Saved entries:
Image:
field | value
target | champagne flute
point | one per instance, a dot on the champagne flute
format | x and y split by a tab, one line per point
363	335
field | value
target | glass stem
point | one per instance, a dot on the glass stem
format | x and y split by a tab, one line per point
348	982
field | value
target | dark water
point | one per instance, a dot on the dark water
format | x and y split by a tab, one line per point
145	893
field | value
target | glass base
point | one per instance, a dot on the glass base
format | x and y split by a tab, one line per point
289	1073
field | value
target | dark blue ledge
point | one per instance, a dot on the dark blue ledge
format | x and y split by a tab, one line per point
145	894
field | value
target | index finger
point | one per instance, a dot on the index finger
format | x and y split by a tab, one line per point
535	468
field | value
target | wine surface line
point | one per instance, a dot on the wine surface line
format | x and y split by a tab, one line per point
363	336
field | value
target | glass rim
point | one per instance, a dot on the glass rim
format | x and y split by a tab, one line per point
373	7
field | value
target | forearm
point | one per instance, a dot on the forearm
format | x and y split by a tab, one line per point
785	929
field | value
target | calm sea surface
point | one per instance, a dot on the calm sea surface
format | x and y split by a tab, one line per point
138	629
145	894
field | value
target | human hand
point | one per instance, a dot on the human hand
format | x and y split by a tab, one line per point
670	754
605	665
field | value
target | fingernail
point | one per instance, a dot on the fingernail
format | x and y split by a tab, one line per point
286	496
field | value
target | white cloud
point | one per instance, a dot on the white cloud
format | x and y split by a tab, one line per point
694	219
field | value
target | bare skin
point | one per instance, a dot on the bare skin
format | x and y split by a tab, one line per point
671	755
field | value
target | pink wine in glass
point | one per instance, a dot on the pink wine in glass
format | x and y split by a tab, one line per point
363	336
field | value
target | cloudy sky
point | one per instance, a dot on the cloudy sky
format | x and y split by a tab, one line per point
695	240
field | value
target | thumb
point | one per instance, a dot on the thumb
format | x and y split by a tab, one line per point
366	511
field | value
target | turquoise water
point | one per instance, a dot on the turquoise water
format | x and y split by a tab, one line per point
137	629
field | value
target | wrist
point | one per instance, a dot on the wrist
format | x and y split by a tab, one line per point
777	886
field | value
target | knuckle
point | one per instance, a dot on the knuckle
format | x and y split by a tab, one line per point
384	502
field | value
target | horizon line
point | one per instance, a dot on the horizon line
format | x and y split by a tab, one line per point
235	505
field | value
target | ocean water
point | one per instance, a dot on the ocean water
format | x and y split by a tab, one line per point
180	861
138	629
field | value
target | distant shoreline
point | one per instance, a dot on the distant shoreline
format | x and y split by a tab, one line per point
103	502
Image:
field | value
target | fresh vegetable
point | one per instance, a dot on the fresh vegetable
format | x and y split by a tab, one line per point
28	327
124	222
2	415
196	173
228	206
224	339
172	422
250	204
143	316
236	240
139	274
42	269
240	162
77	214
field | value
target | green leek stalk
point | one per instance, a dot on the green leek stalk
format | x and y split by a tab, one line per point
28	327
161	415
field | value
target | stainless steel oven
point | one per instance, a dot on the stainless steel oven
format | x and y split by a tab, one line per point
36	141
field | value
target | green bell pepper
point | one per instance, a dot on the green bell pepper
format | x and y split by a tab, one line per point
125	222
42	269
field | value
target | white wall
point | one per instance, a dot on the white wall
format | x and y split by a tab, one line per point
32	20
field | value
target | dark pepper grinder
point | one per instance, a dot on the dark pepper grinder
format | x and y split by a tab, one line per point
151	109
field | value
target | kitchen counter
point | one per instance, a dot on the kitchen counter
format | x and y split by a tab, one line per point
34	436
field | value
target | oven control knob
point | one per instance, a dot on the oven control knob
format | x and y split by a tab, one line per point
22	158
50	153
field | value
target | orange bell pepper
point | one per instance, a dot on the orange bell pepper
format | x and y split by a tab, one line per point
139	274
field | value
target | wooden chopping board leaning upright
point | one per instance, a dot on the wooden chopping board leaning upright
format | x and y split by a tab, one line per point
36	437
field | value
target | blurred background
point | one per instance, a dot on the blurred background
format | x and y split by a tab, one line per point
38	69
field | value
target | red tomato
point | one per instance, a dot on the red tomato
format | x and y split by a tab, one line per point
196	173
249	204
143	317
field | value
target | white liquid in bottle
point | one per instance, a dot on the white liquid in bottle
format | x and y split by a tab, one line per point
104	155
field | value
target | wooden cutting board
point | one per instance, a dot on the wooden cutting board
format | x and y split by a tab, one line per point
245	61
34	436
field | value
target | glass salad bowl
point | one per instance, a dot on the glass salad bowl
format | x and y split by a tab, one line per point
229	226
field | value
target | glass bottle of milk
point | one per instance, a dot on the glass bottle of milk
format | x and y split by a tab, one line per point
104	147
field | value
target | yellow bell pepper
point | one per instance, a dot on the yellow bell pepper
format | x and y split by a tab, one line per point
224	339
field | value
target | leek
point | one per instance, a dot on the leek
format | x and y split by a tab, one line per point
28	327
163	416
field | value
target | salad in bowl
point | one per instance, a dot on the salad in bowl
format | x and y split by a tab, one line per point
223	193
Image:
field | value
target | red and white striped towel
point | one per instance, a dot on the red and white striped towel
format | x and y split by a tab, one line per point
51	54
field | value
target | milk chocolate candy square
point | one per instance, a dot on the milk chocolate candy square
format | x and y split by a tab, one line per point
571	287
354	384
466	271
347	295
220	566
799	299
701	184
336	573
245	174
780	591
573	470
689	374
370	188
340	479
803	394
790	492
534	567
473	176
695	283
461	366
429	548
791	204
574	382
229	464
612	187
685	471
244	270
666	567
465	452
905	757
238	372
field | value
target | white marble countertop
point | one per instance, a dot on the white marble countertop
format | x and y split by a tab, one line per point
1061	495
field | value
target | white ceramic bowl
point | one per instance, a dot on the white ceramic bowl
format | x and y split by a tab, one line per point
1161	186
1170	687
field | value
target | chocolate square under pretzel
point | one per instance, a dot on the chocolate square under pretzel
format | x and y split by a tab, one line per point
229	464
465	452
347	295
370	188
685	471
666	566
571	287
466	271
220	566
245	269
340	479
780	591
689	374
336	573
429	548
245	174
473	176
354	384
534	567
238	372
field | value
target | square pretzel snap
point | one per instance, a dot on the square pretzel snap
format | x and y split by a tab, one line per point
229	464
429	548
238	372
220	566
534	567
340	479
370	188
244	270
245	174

* _SHORT EXERCISE_
Your task is to output all of the data above word for word.

* _EXERCISE ANSWER_
Image:
field | value
target | champagne flute
point | one per instance, a dot on the champagne flute
format | x and y split by a tab, one line per point
363	335
field | value
target | glass stem
point | one per instance, a dot on the glass stem
format | x and y split by a tab, one line per point
348	982
field | value
target | dark water
point | one per instance, a dot on the dark water
format | x and y split by a tab, one line per point
145	893
field | value
target | glass base
point | one per instance, a dot on the glass base
format | x and y split by a tab, one line per point
289	1073
field | value
target | dark blue ledge
point | one per instance, a dot on the dark blue ledge
format | x and y split by a tab, one line per point
145	894
field | value
target | index finger
point | one per instance, a dot on the index finger
format | x and y split by a tab, one line per point
535	468
field | value
target | wine surface line
point | one per instance, a dot on the wine surface line
format | x and y split by a tab, one line per point
363	336
field | value
target | glass rim
point | one per instance, a dot on the glass rim
format | x and y split by a tab, one line per point
373	7
field | value
target | forearm
point | one per instance, a dot on the forearm
format | x and y split by a tab, one line per point
785	929
field | value
target | calm sea surface
point | one per instance, a dot on the calm sea surface
format | x and y split by a tab, one line per point
138	629
145	894
field | value
target | human hand
point | one per instance, a dot on the human hand
format | x and y split by a tab, one line per point
670	754
605	665
field | value
target | fingernail
point | one per instance, a dot on the fingernail
format | x and y split by a tab, one line per point
286	496
field | value
target | white cloud
point | one per instance, a dot on the white cloud
format | x and y split by a tab, one line per point
694	219
field | value
target | bare skin
point | one per instance, a dot on the bare skin
format | x and y split by a tab, one line per point
671	755
field | value
target | pink wine in glass
point | one per instance, a dot on the pink wine in glass
format | x and y split by a tab, one line per point
363	336
field | value
target | cloudy sky
point | one per instance, a dot on the cloudy sky
format | x and y split by a tab, one line per point
695	240
field | value
target | thumb
point | one per instance, a dot on the thumb
format | x and y split by a tab, one line per point
366	511
field | value
target | turquoise water
point | one per instance, a dot on the turquoise water
format | x and y split by a tab, one line per point
137	629
field | value
target | wrist
point | one per instance, a dot on the wrist
format | x and y split by a tab, one line per point
777	886
field | value
target | knuckle
point | one per instance, a dot on the knuckle
format | x and y split by a tab, one line per point
384	502
field | value
target | horizon line
point | one per instance, a dot on the horizon line
format | x and y split by a tab, one line per point
235	505
field | value
target | ocean water
point | one per instance, a dot on the ocean water
format | x and y split by a tab, one line per point
180	861
138	629
field | value
target | distant shoreline
point | one per instance, a dot on the distant shoreline
format | x and y split by a tab, one line per point
103	502
Image:
field | value
target | fresh vegetable
point | one per instance, a dot on the fresh vegetable
format | x and y split by a tab, one line per point
28	327
124	222
2	415
196	173
228	206
224	339
172	422
250	204
143	316
236	240
139	274
42	269
240	162
77	214
field | value
target | green leek stalk
point | one per instance, a dot on the green leek stalk
format | x and y split by a tab, one line per point
28	327
161	415
field | value
target | stainless steel oven
point | one per instance, a dot on the stainless steel oven
format | x and y split by a tab, one line per point
36	141
field | value
target | green bell pepper
point | one per instance, a dot on the green bell pepper
format | x and y split by a tab, one line per point
125	222
42	269
field | value
target | white wall
point | one per instance, a dot on the white wall
format | x and y split by a tab, one line per point
32	20
field | value
target | dark pepper grinder
point | one per instance, a dot on the dark pepper grinder
format | x and y split by a tab, one line per point
151	109
field | value
target | kitchen counter
point | one per instance, a dot on the kitchen counter
format | x and y split by a tab, one line per point
34	436
field | value
target | oven control knob
point | one per instance, a dot on the oven control knob
format | x and y split by a tab, one line per point
22	158
50	153
field | value
target | orange bell pepper
point | one per instance, a dot on the orange bell pepper
format | x and y split by a tab, one line per point
139	274
field | value
target | wooden chopping board leaning upright
point | one per instance, a dot on the wooden chopping board leaning upright
format | x and y split by a tab, one line per point
36	437
field | value
target | blurred background
point | one per instance, a dot on the blurred background
format | x and y split by a tab, one line per point
38	69
field | value
target | red tomato
point | one per instance, a dot on the red tomato
format | x and y split by a tab, one line per point
196	173
249	204
143	317
field | value
target | white liquid in bottle
point | one per instance, a dot on the white liquid in bottle
format | x and y split by a tab, one line per point
104	155
field | value
target | wooden cutting board
point | one per instance, a dot on the wooden cutting board
format | x and y split by a tab, one line per point
245	61
34	436
field | value
target | glass salad bowl
point | one per instance, a dot on the glass salad bowl
format | x and y split by a tab, one line per point
229	226
field | value
target | glass bottle of milk
point | one per instance, a dot on the glass bottle of milk
format | x and y split by a tab, one line per point
104	147
field | value
target | yellow bell pepper
point | one per instance, a dot on the yellow bell pepper
format | x and y split by a tab, one line per point
224	339
field | value
target | leek
point | one per instance, a dot on the leek
format | x and y split by a tab, one line per point
28	327
163	416
field | value
target | salad in bowl
point | one per instance, a dot on the salad in bowl
format | x and y split by a tab, one line per point
223	193
Image:
field | value
target | red and white striped towel
point | one per instance, a dot on the red and white striped towel
format | x and y split by a tab, one line per point
51	54
field | value
target | milk chocolate candy square
point | one per instance, a dot on the milk chocolate candy square
format | x and y split by a tab, one line per point
571	287
354	384
466	271
347	295
220	566
799	299
701	184
336	573
245	174
780	591
573	470
689	374
370	188
340	479
803	394
790	492
534	567
473	176
695	283
461	366
429	548
791	204
574	382
229	464
612	187
685	471
244	270
666	567
465	452
905	757
238	372
field | value
target | white marble countertop
point | one per instance, a dot on the white marble countertop
format | x and y split by a tab, one line per point
1061	495
field | value
target | white ceramic bowl
point | one per instance, a dot on the white ceramic bowl
format | x and y split by a tab, one line per point
1161	186
1170	687
field | value
target | chocolate square under pretzel
point | one per instance, a dot on the chocolate square under pretzel
format | x and y split by a tab, one line per point
229	464
465	452
347	295
370	188
685	471
666	566
571	287
466	271
220	566
245	269
340	479
780	591
689	374
336	573
429	548
245	174
473	176
354	384
534	567
238	372
field | value
target | square pretzel snap
point | one per instance, a dot on the square pretzel snap
format | x and y split by a tab, one line per point
229	464
429	548
238	372
220	566
534	567
340	479
370	188
244	270
245	174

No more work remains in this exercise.